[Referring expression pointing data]
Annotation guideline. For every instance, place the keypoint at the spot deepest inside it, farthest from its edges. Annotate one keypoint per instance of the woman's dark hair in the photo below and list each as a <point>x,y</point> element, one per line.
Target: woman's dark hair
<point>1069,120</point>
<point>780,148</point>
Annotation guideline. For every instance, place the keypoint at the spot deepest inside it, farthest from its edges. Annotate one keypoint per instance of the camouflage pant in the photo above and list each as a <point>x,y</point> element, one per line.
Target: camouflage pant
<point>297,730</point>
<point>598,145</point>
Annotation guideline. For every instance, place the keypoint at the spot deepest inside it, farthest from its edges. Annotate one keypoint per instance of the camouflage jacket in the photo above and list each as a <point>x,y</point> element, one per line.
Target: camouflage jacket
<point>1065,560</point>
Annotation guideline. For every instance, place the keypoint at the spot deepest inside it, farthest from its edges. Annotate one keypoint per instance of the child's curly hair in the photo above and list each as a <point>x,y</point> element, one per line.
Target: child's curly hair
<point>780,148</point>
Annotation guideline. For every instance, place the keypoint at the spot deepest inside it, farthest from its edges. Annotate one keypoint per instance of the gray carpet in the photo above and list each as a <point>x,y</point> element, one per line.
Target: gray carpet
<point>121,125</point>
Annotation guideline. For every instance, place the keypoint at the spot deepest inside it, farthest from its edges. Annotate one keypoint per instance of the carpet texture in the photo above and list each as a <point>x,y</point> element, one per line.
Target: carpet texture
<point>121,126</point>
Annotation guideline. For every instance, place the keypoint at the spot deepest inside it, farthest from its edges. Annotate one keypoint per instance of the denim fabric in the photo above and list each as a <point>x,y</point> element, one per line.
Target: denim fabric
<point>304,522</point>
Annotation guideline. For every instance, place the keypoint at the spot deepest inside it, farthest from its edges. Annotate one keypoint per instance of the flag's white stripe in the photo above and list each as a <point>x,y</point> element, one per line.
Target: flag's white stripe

WORK INSTRUCTION: In the entries above, identify every line with the string "white".

REPLY TO THE EXERCISE:
Annotation guideline. For every instance, place the keypoint at the spot deepest inside it, farthest from its edges. Annotate one keypoint per instance of the flag's white stripe in the photo above and list each as a <point>x,y</point> element, one per line.
Target: flag's white stripe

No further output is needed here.